Excerpts from a location annotation dataset:
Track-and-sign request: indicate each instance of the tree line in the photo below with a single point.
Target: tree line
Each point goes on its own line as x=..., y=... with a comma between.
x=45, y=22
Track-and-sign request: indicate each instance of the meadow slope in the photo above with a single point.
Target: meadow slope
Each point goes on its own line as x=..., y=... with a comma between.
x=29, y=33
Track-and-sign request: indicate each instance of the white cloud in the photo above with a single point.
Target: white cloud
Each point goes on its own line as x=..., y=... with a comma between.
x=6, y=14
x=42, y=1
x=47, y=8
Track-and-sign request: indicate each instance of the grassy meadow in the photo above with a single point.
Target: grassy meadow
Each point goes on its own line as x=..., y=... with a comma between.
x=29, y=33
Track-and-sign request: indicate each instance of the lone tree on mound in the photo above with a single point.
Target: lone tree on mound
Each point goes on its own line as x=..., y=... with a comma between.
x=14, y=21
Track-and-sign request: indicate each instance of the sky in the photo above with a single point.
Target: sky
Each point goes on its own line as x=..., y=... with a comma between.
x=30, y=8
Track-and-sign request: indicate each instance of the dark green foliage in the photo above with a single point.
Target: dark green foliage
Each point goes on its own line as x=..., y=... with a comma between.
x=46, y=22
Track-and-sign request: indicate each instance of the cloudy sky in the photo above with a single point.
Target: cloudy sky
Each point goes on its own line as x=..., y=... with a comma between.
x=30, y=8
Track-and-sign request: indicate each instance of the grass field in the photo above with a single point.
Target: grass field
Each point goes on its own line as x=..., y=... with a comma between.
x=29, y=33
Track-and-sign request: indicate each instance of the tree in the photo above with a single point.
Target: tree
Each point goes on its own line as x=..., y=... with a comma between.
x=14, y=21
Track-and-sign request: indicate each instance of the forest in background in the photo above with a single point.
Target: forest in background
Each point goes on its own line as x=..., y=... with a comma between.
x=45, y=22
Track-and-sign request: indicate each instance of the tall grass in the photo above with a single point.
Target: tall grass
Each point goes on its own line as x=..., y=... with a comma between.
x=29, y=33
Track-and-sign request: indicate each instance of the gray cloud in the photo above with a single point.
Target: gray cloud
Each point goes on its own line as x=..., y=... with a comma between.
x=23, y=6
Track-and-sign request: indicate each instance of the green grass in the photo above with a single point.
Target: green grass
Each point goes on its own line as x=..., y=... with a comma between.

What is needed. Rewrite every line of the material above as a Markdown table with two columns, "No." and "Text," giving each line its row number and skipping blank lines.

Task solution.
| No. | Text |
|---|---|
| 1 | Track-and-sign request: indicate each instance of the tree line in the photo below with a single point. |
| 2 | Target: tree line |
| 3 | Each point goes on its own line as x=..., y=... with a comma between. |
| 4 | x=45, y=22 |
| 5 | Track-and-sign request: indicate each instance of the meadow slope in the photo above with a single point. |
| 6 | Target: meadow slope |
| 7 | Each point goes on its own line as x=..., y=... with a comma between. |
| 8 | x=29, y=33 |
| 9 | Track-and-sign request: indicate each instance of the white cloud in the photo above with a single point. |
| 10 | Target: white cloud |
| 11 | Each point goes on its own line as x=..., y=... with a comma between. |
| 12 | x=6, y=14 |
| 13 | x=42, y=1 |
| 14 | x=47, y=8 |
| 15 | Track-and-sign request: indicate each instance of the grassy meadow in the photo above with a single point. |
| 16 | Target: grassy meadow |
| 17 | Each point goes on its own line as x=..., y=... with a comma between. |
| 18 | x=29, y=33 |
| 19 | Track-and-sign request: indicate each instance of the lone tree on mound in the photo above with a single point. |
| 20 | Target: lone tree on mound |
| 21 | Each point goes on its own line as x=..., y=... with a comma between. |
| 22 | x=14, y=21 |
| 23 | Track-and-sign request: indicate each instance of the sky in the photo above with a single point. |
| 24 | Target: sky |
| 25 | Each point goes on its own line as x=..., y=... with a comma between. |
| 26 | x=30, y=8 |
| 27 | Track-and-sign request: indicate each instance of the dark green foliage in the photo above with a single point. |
| 28 | Target: dark green foliage |
| 29 | Each point goes on its own line as x=..., y=... with a comma between. |
| 30 | x=46, y=22 |
| 31 | Track-and-sign request: indicate each instance of the cloudy sky in the photo above with a single point. |
| 32 | Target: cloudy sky |
| 33 | Each point goes on its own line as x=..., y=... with a comma between. |
| 34 | x=30, y=8 |
| 35 | Track-and-sign request: indicate each instance of the grass field in the photo above with a single point. |
| 36 | Target: grass field |
| 37 | Each point goes on its own line as x=..., y=... with a comma between. |
| 38 | x=29, y=33 |
| 39 | Track-and-sign request: indicate each instance of the tree in the photo above with a single point. |
| 40 | Target: tree |
| 41 | Each point goes on its own line as x=..., y=... with a comma between. |
| 42 | x=14, y=21 |
| 43 | Track-and-sign request: indicate each instance of the forest in background in the photo above with a single point. |
| 44 | Target: forest in background |
| 45 | Each point goes on its own line as x=..., y=... with a comma between. |
| 46 | x=45, y=22 |
| 47 | Track-and-sign request: indicate each instance of the tall grass in the photo above with a single point. |
| 48 | Target: tall grass |
| 49 | Each point goes on its own line as x=..., y=... with a comma between. |
| 50 | x=29, y=33 |
| 51 | Track-and-sign request: indicate each instance of the gray cloud in the photo above with a single point. |
| 52 | Target: gray cloud |
| 53 | Each point goes on its own line as x=..., y=... with a comma between. |
| 54 | x=23, y=6 |
| 55 | Track-and-sign request: indicate each instance of the green grass in the photo above with a single point. |
| 56 | Target: green grass |
| 57 | Each point goes on its own line as x=..., y=... with a comma between. |